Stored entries
Start of Block

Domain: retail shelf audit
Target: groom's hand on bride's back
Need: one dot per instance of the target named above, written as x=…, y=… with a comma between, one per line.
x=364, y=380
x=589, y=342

End of Block

DIRECTIONS FOR THIS TASK:
Look above for the line with "Need: one dot", then copy it and each later line exactly, stopping at the last line of the records.

FINISHED TASK:
Need: one dot per instance of the target named above, written as x=…, y=… with a comma between, one per line.
x=364, y=380
x=589, y=342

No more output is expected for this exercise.